Record set —
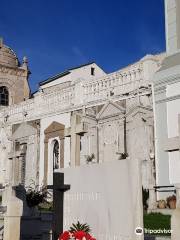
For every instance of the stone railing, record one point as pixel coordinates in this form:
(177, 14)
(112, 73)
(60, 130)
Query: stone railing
(116, 84)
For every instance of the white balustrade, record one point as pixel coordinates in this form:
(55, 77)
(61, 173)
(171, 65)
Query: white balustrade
(117, 83)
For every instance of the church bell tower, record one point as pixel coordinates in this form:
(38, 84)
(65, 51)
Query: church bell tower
(172, 11)
(14, 87)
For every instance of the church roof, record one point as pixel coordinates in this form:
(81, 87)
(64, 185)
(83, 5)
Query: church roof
(62, 74)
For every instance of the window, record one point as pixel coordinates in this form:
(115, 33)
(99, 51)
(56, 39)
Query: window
(4, 96)
(56, 155)
(92, 71)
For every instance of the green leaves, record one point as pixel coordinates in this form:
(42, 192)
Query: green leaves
(80, 227)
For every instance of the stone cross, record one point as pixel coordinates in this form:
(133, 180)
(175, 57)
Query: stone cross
(58, 199)
(75, 131)
(172, 145)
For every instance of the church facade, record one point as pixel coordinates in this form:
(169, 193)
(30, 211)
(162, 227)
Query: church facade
(80, 116)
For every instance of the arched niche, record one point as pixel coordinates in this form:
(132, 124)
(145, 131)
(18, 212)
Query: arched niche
(54, 132)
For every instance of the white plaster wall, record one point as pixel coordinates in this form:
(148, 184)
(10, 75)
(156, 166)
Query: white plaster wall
(162, 160)
(58, 81)
(174, 167)
(82, 73)
(45, 122)
(173, 110)
(106, 196)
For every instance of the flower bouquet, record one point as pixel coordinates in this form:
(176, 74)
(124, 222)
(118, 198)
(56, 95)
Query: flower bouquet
(77, 232)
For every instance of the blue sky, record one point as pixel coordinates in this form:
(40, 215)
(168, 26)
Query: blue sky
(60, 34)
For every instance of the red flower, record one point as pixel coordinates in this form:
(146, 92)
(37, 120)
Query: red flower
(88, 236)
(79, 235)
(64, 236)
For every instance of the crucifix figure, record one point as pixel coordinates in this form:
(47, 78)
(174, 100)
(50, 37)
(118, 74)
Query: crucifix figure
(58, 199)
(76, 130)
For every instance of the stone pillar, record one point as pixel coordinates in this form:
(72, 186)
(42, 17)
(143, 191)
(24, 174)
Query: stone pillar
(12, 218)
(175, 219)
(152, 198)
(45, 161)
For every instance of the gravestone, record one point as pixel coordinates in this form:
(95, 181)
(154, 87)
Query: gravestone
(103, 196)
(58, 198)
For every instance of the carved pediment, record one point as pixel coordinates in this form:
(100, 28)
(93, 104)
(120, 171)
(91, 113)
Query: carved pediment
(23, 130)
(109, 110)
(54, 127)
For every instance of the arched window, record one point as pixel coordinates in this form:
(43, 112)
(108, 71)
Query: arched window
(56, 155)
(4, 96)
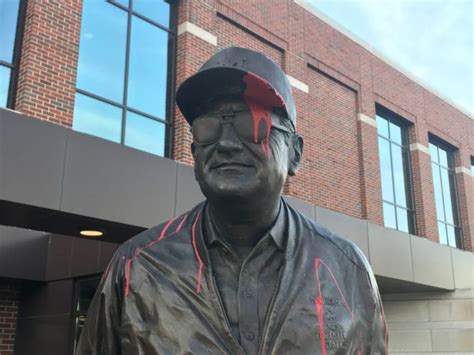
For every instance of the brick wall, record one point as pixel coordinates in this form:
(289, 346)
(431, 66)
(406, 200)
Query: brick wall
(9, 293)
(344, 80)
(341, 166)
(47, 74)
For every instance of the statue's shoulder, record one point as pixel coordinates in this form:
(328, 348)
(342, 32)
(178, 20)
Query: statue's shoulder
(314, 230)
(162, 233)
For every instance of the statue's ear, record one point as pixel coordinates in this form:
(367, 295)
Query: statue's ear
(296, 154)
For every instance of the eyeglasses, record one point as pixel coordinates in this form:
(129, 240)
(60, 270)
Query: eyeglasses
(208, 129)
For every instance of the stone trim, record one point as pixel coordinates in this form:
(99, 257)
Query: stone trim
(420, 147)
(198, 32)
(462, 169)
(366, 119)
(298, 84)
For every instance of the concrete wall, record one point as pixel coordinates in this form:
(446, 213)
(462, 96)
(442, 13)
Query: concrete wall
(431, 323)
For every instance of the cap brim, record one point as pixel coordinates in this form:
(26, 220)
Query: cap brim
(205, 85)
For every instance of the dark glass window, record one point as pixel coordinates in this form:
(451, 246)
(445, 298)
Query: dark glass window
(9, 23)
(85, 290)
(124, 73)
(395, 171)
(444, 185)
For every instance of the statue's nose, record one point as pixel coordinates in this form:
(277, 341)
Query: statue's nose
(229, 140)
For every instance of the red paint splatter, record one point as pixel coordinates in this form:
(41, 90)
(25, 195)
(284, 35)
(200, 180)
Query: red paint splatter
(163, 235)
(196, 253)
(261, 99)
(319, 302)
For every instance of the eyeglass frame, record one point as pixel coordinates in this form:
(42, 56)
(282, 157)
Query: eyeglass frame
(224, 121)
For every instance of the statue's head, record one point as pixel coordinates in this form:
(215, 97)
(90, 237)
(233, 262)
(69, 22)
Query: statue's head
(242, 115)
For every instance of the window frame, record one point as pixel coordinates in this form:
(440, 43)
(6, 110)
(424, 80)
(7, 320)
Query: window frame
(74, 312)
(14, 66)
(168, 120)
(404, 125)
(450, 151)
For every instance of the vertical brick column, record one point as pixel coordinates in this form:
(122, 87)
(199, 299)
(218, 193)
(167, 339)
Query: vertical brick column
(47, 72)
(371, 196)
(465, 192)
(194, 47)
(9, 293)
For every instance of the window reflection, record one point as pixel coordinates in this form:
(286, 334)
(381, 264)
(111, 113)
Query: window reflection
(148, 68)
(9, 10)
(394, 165)
(449, 231)
(122, 80)
(97, 118)
(9, 13)
(101, 67)
(145, 134)
(156, 10)
(4, 85)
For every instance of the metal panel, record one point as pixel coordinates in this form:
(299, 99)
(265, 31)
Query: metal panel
(345, 226)
(463, 268)
(304, 207)
(33, 157)
(188, 192)
(59, 257)
(112, 182)
(432, 263)
(23, 253)
(390, 254)
(106, 251)
(85, 257)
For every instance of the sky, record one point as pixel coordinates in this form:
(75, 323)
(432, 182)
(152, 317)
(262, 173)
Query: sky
(431, 39)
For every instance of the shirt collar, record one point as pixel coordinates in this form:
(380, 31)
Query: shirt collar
(276, 232)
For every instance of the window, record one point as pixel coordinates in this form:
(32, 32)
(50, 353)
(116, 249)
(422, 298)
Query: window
(442, 164)
(9, 52)
(85, 290)
(124, 75)
(395, 171)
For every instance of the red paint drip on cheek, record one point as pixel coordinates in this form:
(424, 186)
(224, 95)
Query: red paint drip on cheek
(257, 92)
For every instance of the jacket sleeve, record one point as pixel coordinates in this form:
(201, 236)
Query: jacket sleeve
(101, 332)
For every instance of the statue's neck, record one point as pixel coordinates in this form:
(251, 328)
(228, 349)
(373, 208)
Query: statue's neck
(243, 224)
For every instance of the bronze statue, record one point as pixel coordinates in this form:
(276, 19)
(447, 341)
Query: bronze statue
(242, 272)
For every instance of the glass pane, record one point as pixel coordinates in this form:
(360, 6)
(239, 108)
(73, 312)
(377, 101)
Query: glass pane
(97, 118)
(157, 10)
(395, 133)
(434, 153)
(382, 126)
(148, 68)
(385, 170)
(451, 236)
(4, 85)
(145, 134)
(402, 219)
(443, 157)
(448, 205)
(438, 192)
(389, 216)
(8, 19)
(122, 2)
(101, 65)
(399, 176)
(442, 233)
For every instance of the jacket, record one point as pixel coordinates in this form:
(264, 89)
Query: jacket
(158, 297)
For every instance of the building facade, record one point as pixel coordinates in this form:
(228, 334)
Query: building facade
(91, 139)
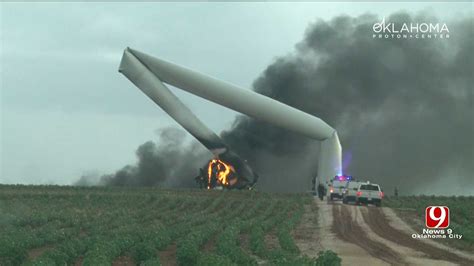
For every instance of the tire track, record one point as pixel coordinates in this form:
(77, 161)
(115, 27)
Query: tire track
(379, 224)
(347, 229)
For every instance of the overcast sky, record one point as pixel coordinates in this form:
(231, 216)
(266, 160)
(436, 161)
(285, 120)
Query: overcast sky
(66, 111)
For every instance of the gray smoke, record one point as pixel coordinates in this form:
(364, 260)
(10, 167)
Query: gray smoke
(168, 162)
(403, 107)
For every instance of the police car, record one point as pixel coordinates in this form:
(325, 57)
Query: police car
(337, 186)
(369, 193)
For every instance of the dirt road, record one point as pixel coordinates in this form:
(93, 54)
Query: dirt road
(366, 235)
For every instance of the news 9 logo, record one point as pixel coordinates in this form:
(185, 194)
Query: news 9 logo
(437, 217)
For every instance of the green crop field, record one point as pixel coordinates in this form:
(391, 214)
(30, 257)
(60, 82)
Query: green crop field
(50, 225)
(412, 210)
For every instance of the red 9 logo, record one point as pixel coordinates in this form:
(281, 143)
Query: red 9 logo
(437, 217)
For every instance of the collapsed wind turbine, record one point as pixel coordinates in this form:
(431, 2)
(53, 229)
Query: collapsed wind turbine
(149, 74)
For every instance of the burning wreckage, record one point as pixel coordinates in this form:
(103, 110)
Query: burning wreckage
(226, 169)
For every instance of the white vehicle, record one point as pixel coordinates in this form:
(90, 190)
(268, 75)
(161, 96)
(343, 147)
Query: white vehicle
(369, 193)
(337, 186)
(350, 192)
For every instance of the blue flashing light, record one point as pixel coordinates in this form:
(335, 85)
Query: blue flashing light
(343, 178)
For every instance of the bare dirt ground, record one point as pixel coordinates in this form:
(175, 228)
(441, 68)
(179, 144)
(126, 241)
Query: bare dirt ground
(367, 235)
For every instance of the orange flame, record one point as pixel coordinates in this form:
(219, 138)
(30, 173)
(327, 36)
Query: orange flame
(222, 173)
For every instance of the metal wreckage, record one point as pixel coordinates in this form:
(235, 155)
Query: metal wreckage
(226, 169)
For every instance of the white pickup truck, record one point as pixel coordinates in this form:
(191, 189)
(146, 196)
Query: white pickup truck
(350, 192)
(369, 193)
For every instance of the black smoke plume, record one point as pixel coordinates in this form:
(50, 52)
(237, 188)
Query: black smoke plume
(168, 162)
(403, 109)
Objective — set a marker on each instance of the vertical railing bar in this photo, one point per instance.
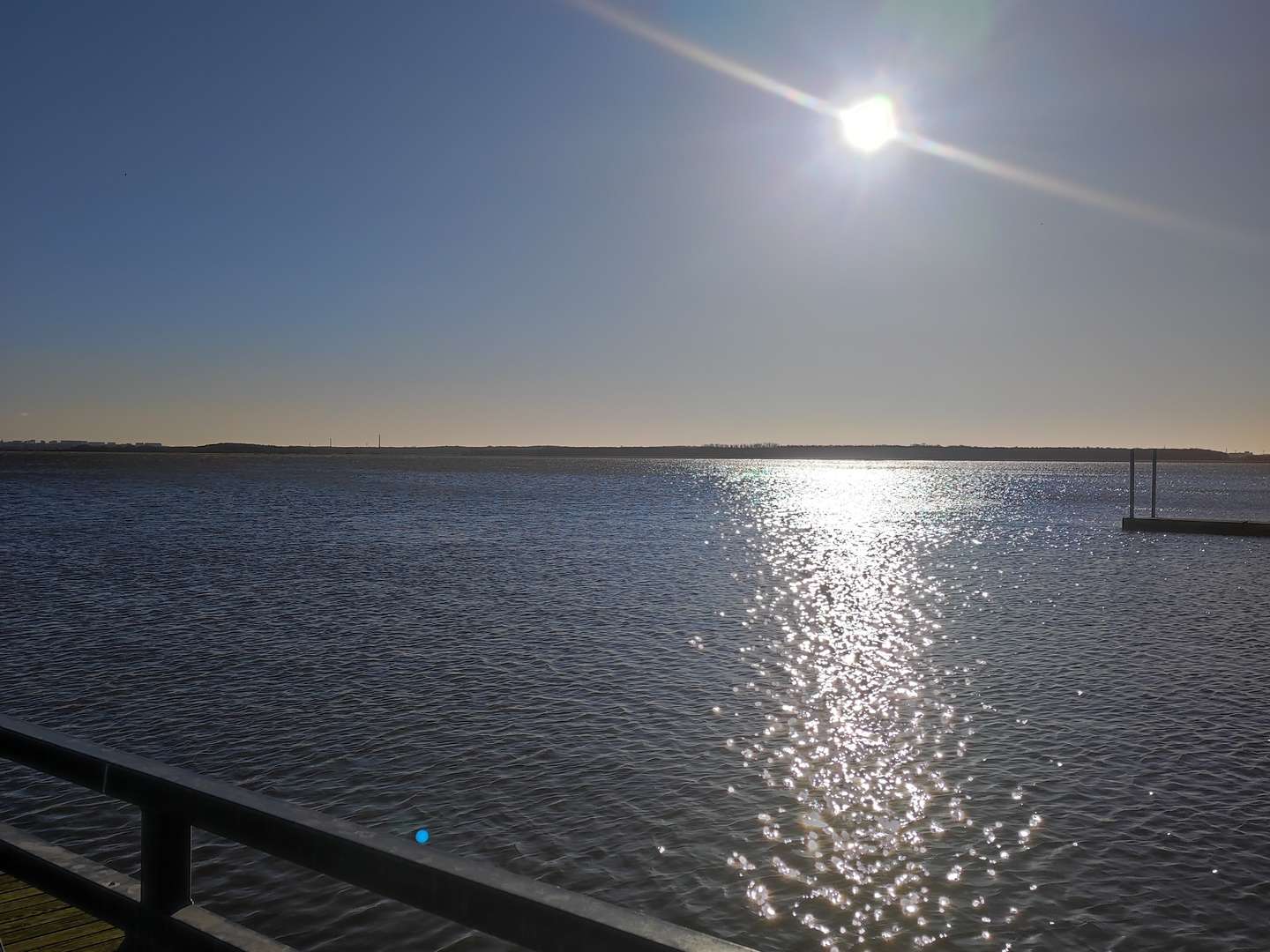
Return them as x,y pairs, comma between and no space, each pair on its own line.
1132,512
165,877
1154,458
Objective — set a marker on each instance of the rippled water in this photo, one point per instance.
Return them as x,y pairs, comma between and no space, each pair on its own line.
796,704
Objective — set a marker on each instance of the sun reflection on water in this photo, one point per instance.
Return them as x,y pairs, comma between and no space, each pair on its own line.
871,833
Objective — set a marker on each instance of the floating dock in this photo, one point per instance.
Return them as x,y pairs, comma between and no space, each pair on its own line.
32,920
1209,527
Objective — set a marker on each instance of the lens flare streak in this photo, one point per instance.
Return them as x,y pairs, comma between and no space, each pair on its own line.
1006,172
701,56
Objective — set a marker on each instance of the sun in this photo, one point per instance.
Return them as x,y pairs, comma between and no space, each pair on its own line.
869,124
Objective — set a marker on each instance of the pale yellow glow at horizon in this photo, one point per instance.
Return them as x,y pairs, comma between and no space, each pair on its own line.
869,124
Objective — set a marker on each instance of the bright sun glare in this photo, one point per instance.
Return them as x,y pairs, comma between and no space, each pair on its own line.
869,124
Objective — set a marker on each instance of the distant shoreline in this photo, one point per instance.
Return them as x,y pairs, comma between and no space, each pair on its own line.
882,452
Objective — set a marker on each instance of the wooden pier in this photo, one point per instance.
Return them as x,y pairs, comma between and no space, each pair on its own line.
32,920
158,913
1154,524
1208,527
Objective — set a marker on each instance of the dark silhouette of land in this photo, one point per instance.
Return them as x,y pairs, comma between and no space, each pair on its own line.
713,450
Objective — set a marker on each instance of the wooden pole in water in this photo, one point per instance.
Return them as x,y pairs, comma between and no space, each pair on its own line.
1131,485
1154,458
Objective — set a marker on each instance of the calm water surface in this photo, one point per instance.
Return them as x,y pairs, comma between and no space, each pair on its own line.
796,704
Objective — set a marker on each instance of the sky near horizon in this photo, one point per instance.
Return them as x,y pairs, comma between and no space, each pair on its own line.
510,222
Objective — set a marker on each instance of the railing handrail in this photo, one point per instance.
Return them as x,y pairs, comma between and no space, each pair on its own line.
474,894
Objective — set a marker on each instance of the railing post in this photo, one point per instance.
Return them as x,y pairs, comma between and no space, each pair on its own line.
1154,458
1132,513
164,861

Exercise —
Among the lines above, find those that contain the word "wooden" and copy them.

Exercise response —
Objective — set a marker on each instance of the wooden pier in this photo, one point per instance.
Objective — set a marker on each instance of the wooden pole in water in this photo, one point per instance.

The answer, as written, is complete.